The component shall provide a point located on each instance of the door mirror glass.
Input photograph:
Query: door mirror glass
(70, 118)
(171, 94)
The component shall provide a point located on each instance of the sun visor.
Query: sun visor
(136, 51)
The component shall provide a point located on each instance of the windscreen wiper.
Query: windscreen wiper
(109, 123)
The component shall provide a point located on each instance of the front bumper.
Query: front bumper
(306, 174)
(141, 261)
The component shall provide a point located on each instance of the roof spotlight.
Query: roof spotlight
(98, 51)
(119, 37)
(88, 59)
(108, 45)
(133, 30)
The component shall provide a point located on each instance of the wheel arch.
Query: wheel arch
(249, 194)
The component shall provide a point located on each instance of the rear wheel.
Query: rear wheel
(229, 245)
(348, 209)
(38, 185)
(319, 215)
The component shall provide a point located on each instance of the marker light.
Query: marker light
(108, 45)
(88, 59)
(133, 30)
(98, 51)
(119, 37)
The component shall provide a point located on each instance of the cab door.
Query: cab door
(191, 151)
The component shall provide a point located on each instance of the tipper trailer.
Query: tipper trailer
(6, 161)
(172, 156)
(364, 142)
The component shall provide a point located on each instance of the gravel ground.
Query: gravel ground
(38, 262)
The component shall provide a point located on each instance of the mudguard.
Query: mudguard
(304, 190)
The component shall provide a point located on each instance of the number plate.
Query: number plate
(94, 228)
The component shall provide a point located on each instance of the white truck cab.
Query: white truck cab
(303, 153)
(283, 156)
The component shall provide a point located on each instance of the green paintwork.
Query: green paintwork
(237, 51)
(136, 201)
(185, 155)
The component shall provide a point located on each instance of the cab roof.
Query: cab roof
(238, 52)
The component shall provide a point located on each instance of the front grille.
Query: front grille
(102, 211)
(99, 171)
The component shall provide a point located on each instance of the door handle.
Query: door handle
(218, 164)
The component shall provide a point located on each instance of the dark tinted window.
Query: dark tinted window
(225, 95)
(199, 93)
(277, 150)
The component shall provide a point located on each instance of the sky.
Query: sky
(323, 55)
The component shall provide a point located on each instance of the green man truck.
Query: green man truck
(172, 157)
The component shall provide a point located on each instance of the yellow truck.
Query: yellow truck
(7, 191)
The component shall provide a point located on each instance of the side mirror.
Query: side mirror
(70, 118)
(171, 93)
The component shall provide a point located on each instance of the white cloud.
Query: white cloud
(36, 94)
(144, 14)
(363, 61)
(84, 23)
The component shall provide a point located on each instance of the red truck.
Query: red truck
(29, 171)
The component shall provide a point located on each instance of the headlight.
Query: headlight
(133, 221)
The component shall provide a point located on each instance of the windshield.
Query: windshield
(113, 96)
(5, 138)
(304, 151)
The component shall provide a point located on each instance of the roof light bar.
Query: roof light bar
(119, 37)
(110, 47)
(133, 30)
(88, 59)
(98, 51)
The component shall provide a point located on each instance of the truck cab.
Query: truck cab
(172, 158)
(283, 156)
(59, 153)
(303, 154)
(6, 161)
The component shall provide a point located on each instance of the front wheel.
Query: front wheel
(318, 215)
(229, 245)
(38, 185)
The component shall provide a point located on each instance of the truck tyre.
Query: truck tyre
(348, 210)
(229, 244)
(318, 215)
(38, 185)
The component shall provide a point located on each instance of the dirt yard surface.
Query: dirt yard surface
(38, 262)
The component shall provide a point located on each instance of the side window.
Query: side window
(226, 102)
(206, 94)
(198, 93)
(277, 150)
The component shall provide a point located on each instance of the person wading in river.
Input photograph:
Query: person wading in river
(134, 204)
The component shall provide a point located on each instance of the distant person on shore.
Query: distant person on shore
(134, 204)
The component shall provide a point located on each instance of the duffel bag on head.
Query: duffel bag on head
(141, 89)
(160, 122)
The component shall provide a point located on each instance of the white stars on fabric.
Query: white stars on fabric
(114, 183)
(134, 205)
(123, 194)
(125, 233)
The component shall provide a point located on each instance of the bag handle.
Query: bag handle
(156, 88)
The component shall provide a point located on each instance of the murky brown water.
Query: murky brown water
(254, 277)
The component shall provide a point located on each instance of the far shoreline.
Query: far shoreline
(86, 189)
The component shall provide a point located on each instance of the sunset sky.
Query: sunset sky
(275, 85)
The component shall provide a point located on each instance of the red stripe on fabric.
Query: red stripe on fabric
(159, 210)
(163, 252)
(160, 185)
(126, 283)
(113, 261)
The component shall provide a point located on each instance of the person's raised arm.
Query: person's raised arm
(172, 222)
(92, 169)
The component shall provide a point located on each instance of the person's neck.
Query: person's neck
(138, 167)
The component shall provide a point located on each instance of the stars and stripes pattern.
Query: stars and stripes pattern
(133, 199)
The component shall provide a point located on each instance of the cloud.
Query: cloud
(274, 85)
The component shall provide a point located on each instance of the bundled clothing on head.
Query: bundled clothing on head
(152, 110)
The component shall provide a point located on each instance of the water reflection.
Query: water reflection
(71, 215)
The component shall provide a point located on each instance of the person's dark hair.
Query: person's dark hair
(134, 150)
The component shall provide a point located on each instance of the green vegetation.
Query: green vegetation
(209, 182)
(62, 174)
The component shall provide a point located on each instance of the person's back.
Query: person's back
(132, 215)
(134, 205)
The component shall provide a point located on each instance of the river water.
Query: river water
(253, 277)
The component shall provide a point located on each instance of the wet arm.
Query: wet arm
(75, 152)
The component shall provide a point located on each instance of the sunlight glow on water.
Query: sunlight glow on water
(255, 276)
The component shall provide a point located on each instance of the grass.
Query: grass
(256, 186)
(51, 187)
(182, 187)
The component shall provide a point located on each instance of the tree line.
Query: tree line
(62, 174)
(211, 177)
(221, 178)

Task prompt:
The whole listing above needs to be written out exactly.

Result:
The component shall provide a point located on each instance of the door mirror glass.
Input photograph:
Query: door mirror glass
(70, 118)
(171, 94)
The component shall provide a point located on each instance of the sun visor.
Query: sun visor
(136, 51)
The component shall provide a point located on each instance of the windscreen wiper.
Query: windscreen wiper
(109, 123)
The component shall provide a point located on each instance of the front bumper.
Query: front bumper
(306, 174)
(141, 261)
The component shall provide a point located on each instance of the roof spotlight.
Query: roof spotlight
(98, 51)
(119, 37)
(88, 59)
(108, 45)
(133, 30)
The component shall provide a point located on each instance of the wheel arch.
Query: wheel arch
(249, 194)
The component shall provide a point located on each instance of the rear wheel.
Query: rear wheel
(229, 245)
(348, 209)
(38, 185)
(319, 215)
The component shall provide a point located on each instance of the marker light.
Query: marker light
(108, 45)
(88, 59)
(133, 30)
(98, 51)
(119, 37)
The component shall provide a point located on each instance of the cab door.
Query: cab door
(191, 151)
The component shall provide a point located on each instance of the tipper trailer.
Query: tipper trailer
(6, 161)
(172, 156)
(364, 142)
The component shall provide a point located on each instance of the gravel ground.
Query: gravel ground
(38, 262)
The component shall provide a point located on each instance of the mudguard.
Query: mudguard
(304, 190)
The component shall provide a point located on each instance of the number plate.
Query: number plate
(94, 228)
The component shall provide a point located on each instance of the white truck cab.
Query: white truck cab
(303, 153)
(283, 156)
The component shall provide a point located on each instance of the green paintwork.
Query: green paintwork
(237, 51)
(136, 201)
(185, 155)
The component shall provide a point located on each instance of the cab roof.
Query: cab roof
(238, 52)
The component shall provide a point located on each instance of the front grille.
Query: front grille
(102, 211)
(99, 171)
The component shall provide a point located on each instance of the door handle.
Query: door handle
(218, 164)
The component shall provide a point located on each instance of the dark tinted window.
Query: dark tinted window
(225, 95)
(199, 93)
(277, 150)
The component shall provide a point located on each instance of the sky.
Query: sky
(323, 55)
The component shall provide a point located on each instance of the green man truck.
Query: green man truck
(172, 157)
The component shall provide a point located on each instance of the yellow truck.
Query: yellow truck
(7, 191)
The component shall provide a point located on each instance of the side mirror.
Query: side mirror
(70, 118)
(171, 93)
The component shall provide a point located on each instance of the white cloud.
Query: white cloud
(36, 94)
(144, 14)
(363, 61)
(84, 23)
The component shall provide a point located on each instance of the red truck.
Query: red truck
(29, 171)
The component shall provide a point located on each instance of the headlight.
Query: headlight
(133, 221)
The component shall provide a point located on each instance of the windshield.
Query: windshield
(113, 96)
(5, 138)
(304, 151)
The component shall provide a point located on each instance of the roof light bar.
Query: roof light bar
(119, 37)
(110, 47)
(133, 30)
(88, 59)
(98, 51)
The component shall provide a point located on each instance of the truck cab.
Query: truck cab
(172, 158)
(283, 156)
(59, 153)
(303, 154)
(6, 161)
The component shall provide a point located on each instance of the front wheel.
Query: front wheel
(318, 215)
(229, 245)
(38, 185)
The component shall provide a point located on each instance of the truck tyre.
Query: truck tyre
(348, 210)
(229, 244)
(318, 215)
(38, 185)
The component shall provide a point located on each instance of the dirt yard surface.
Query: dirt yard surface
(38, 262)
The component shall provide a point located on each instance of the side window.
Query: side window
(226, 102)
(206, 94)
(198, 93)
(277, 150)
The component shall provide a point located on each instance of the person wading in river.
Input photograph:
Query: person wading in river
(134, 204)
The component shall provide a point located on each instance of the distant person on shore.
Query: distant person on shore
(134, 204)
The component shall provide a point located on each instance of the duffel bag on head.
Query: duffel bag on head
(141, 89)
(160, 122)
The component shall provide a point located on each instance of the white stars on fabric.
Query: white stars on fabric
(114, 183)
(134, 205)
(123, 194)
(125, 233)
The component shall provide a point located on each instance of the bag handle.
Query: bag handle
(156, 88)
The component shall provide a point located on each instance of the murky brown water.
Query: murky brown water
(254, 277)
The component shall provide a point located on each instance of the far shoreline.
Query: far shoreline
(86, 189)
The component shall provide a point located on each instance of the sunset sky.
Query: sunset sky
(275, 85)
The component shall provide a point located on each instance of the red stripe on fabric.
Query: red stripe on fabric
(159, 210)
(163, 252)
(160, 185)
(126, 283)
(113, 261)
The component shall provide a point located on each instance of the person's raised arm.
Query: person's raised arm
(172, 222)
(92, 169)
The component shall provide a point located on each instance of the person's neck.
Query: person's neck
(138, 167)
The component shall provide a point located on each instance of the stars and stripes pattern.
Query: stars and stripes pattern
(133, 199)
The component shall provide a point located on each instance of the cloud.
Query: cloud
(274, 85)
The component shall provide a point located on each instance of the bundled clothing on head.
Query: bundled clothing on head
(152, 110)
The component shall provide a point located on each instance of the water reflection.
Query: water reflection
(71, 215)
The component shall provide a point located on each instance of the person's dark hair.
Query: person's dark hair
(134, 150)
The component shall provide a point located on each instance of the green vegetation.
Query: green vegetation
(209, 182)
(62, 174)
The component shall provide a point located on each instance of the person's back.
Query: person's back
(132, 215)
(134, 205)
The component shall provide a point located on each instance of the river water.
Query: river water
(253, 277)
The component shall provide a point located on each instance of the wet arm.
Query: wet arm
(75, 152)
The component shall provide a point located on each instance of the sunlight glow on water.
Query: sunlight glow on water
(255, 276)
The component shall provide a point located on each instance of the grass.
Query: grass
(256, 186)
(51, 187)
(182, 187)
The component shall provide a point located on each instance of the tree line.
Query: tree line
(62, 174)
(211, 177)
(221, 178)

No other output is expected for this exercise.